■ **Vorliegende Daten**:
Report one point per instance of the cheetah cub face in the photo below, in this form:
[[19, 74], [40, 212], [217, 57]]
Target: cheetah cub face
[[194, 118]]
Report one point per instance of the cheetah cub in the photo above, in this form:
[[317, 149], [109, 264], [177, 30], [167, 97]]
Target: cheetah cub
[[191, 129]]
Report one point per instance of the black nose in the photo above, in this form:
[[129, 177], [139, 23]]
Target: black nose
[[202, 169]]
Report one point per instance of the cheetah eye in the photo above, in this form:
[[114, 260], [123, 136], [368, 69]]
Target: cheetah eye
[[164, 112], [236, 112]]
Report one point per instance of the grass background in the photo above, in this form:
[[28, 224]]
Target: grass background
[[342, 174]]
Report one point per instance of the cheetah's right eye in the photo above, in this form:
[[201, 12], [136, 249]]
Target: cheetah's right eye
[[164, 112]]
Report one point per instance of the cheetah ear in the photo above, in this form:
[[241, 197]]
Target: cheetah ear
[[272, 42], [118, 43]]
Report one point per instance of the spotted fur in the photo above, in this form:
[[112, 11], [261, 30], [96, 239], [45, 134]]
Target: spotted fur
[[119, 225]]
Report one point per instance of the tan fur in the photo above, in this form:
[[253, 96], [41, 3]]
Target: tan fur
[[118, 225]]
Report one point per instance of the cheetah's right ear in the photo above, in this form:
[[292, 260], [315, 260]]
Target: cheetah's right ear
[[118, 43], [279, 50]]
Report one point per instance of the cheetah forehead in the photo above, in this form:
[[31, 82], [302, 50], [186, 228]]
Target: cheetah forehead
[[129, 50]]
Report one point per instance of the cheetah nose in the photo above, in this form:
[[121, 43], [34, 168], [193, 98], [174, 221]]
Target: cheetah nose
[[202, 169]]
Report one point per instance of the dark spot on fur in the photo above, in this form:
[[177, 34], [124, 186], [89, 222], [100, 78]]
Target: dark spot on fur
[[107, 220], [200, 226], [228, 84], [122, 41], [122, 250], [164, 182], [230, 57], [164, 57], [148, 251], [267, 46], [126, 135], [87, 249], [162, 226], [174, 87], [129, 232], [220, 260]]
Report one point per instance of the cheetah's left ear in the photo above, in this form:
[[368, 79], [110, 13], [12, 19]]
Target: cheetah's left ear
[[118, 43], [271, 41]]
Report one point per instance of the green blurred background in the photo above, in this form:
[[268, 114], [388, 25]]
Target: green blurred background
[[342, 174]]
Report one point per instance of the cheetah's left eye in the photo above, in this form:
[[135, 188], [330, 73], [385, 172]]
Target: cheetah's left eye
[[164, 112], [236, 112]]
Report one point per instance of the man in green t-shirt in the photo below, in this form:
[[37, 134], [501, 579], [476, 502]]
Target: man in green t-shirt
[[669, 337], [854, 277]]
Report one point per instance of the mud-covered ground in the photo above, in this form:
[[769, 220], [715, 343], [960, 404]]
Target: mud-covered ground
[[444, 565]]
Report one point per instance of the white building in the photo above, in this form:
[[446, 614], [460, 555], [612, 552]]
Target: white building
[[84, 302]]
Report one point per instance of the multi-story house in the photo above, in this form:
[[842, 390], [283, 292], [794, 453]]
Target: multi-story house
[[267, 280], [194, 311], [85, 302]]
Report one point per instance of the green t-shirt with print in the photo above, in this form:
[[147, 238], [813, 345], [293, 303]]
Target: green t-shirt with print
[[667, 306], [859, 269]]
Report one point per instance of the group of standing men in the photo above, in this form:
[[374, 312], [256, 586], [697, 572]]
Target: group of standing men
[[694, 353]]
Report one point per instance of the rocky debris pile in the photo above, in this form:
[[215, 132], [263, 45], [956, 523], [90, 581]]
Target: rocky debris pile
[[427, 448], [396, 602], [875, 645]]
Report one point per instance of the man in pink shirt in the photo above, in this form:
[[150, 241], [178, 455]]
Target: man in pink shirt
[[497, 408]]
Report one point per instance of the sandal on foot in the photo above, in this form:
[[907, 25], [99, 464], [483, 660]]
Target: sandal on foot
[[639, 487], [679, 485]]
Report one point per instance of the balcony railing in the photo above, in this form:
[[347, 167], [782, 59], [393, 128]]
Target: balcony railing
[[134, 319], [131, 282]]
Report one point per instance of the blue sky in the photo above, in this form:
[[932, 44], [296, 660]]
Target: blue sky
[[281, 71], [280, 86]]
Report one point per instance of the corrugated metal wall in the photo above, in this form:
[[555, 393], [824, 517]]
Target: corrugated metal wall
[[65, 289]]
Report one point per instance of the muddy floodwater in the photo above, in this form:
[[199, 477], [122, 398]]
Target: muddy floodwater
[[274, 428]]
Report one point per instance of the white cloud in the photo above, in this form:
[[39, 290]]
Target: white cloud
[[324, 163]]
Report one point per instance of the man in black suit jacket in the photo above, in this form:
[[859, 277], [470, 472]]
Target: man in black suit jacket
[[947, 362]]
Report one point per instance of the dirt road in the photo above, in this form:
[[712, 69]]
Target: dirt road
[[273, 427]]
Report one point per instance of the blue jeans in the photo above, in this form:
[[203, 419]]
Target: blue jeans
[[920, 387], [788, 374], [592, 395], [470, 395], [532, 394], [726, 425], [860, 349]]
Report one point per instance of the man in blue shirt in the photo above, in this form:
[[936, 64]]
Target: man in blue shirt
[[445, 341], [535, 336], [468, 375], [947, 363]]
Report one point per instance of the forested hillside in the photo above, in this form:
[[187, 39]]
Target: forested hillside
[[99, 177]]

■ **Aufgabenstellung**: Gib die gesamten Daten oben Zeile für Zeile wieder, ohne ein Zeichen zu verändern.

■ **Antwort**:
Report one point per instance of the cheetah cub face in the photo below, in this form:
[[19, 74], [40, 212], [217, 57]]
Target: cheetah cub face
[[194, 118]]
Report one point per instance of the cheetah cub in the photo above, in this form:
[[317, 149], [109, 264], [177, 30], [167, 97]]
Target: cheetah cub
[[191, 129]]
Report one point per instance of the black nose in the photo above, in this form:
[[129, 177], [139, 23]]
Target: black nose
[[202, 169]]
Report one point per instance of the cheetah eye in the photo above, in this form:
[[114, 260], [123, 136], [368, 69]]
Target: cheetah eye
[[164, 112], [236, 112]]
Report one point per instance of the grass background in the photo above, in this form:
[[28, 224]]
Target: grass background
[[342, 174]]
Report one point per instance of the cheetah's right eye in the photo above, in this form:
[[201, 12], [136, 249]]
Target: cheetah's right eye
[[164, 112]]
Report one point per instance of the cheetah ear in the photo above, in this form:
[[241, 197]]
Target: cheetah ear
[[272, 42], [118, 43]]
Report one point per instance of the spotted fur in the photo above, in this form:
[[112, 11], [261, 30], [96, 239], [45, 134]]
Target: spotted fur
[[119, 225]]
Report one point per instance of the tan fur in the photo above, in this form:
[[253, 96], [41, 3]]
Target: tan fur
[[118, 225]]
Report one point per instance of the cheetah's right ear in the photo above, in this form:
[[292, 260], [315, 260]]
Target: cheetah's right ear
[[118, 43], [279, 50]]
Report one point per instance of the cheetah forehead in the photo above, in this form:
[[31, 82], [302, 50], [186, 228]]
Target: cheetah forehead
[[129, 50]]
Report one point per instance of the cheetah nose in the photo above, in this form:
[[121, 43], [34, 168], [193, 98], [174, 221]]
Target: cheetah nose
[[202, 169]]
Report one point per instance of the dark spot on fur in the photo above, in this form:
[[177, 34], [124, 186], [89, 222], [100, 78]]
Target: dark spot on fur
[[107, 220], [200, 226], [228, 84], [122, 41], [122, 250], [164, 182], [230, 57], [164, 57], [148, 251], [267, 46], [126, 135], [87, 249], [162, 226], [174, 87], [129, 232], [220, 260]]
Report one point per instance of the cheetah's left ear in the photo above, in this form:
[[368, 79], [110, 13], [12, 19]]
Target: cheetah's left ear
[[118, 43], [271, 41]]
Report one point per instance of the green blurred background in the photo above, in this form:
[[268, 114], [388, 25]]
Target: green blurred background
[[342, 174]]
Report one point per instance of the cheetah's left eye in the photo above, in this form:
[[135, 188], [330, 73], [385, 172]]
Target: cheetah's left eye
[[164, 112], [236, 112]]
Report one point per instance of the man in green t-shirt in the photo below, in this form:
[[37, 134], [501, 579], [476, 502]]
Target: man in green t-shirt
[[669, 337], [854, 277]]
Report one point per instance of the mud-covered ground in the photo above, in this form:
[[769, 220], [715, 343], [960, 404]]
Target: mud-covered ground
[[444, 565]]
Report one point per instance of the white building in the photo above, in this form:
[[446, 614], [460, 555], [612, 552]]
Target: white building
[[84, 302]]
Report one point per instance of the multi-story house in the photo above, in this form:
[[842, 390], [283, 292], [794, 453]]
Target: multi-story house
[[267, 280], [194, 311], [85, 302]]
Report one point per instance of the green t-shirt with print in the photo above, in this form:
[[147, 238], [813, 345], [293, 303]]
Target: green t-shirt with print
[[667, 306], [859, 269]]
Report one point per instance of the group of standing men in the photo above, in this form:
[[374, 312], [256, 586], [697, 572]]
Target: group of standing men
[[694, 353]]
Report one point per instance of the rocky debris pile in the photo above, in this form:
[[215, 132], [263, 45], [956, 523], [90, 581]]
Target: rocky debris pile
[[427, 448], [396, 602], [875, 645]]
Report one point per instance of the man in pink shirt in the photo above, in this form:
[[150, 241], [178, 455]]
Target: man in pink shirt
[[497, 408]]
Report one point per instance of the sandal on foot in the photo above, in this form:
[[907, 25], [99, 464], [483, 660]]
Target: sandal on foot
[[639, 487], [679, 485]]
Report one point per instance of the balcony railing in the photo above, in this form:
[[347, 167], [782, 59], [393, 128]]
Target: balcony railing
[[134, 319], [131, 282]]
Report one point per instance of the blue sky in the photo above, in this form:
[[932, 44], [296, 660]]
Target: blue sky
[[281, 71], [280, 86]]
Report one point per instance of the corrugated metal wall in the photo above, in this form:
[[555, 393], [824, 517]]
Target: corrugated metal wall
[[65, 289]]
Report one point per instance of the muddy floodwater in the photo above, in this form:
[[199, 477], [122, 398]]
Target: muddy floodwater
[[274, 428]]
Report one point per instance of the white cloud in the photo above, in this form:
[[39, 290]]
Target: white cloud
[[324, 163]]
Report one point per instance of the man in black suit jacket in the photo above, in this form:
[[859, 277], [470, 472]]
Target: man in black suit jacket
[[947, 362]]
Report one point per instance of the dirt road in the photo above, in this form:
[[712, 69]]
Target: dirt road
[[273, 427]]
Report one point per instance of the blue jeans in the photo above, in this form:
[[203, 419]]
Target: blue jeans
[[920, 387], [788, 374], [592, 395], [470, 395], [532, 394], [726, 425], [860, 349]]
Report one point per instance of the man in blue shirt in the photo above, in this form:
[[936, 64]]
Target: man in blue shirt
[[445, 341], [535, 336], [468, 375], [947, 363]]
Report one point per instance of the forested hillside in the photo above, in this form:
[[187, 39]]
Target: forested hillside
[[99, 177]]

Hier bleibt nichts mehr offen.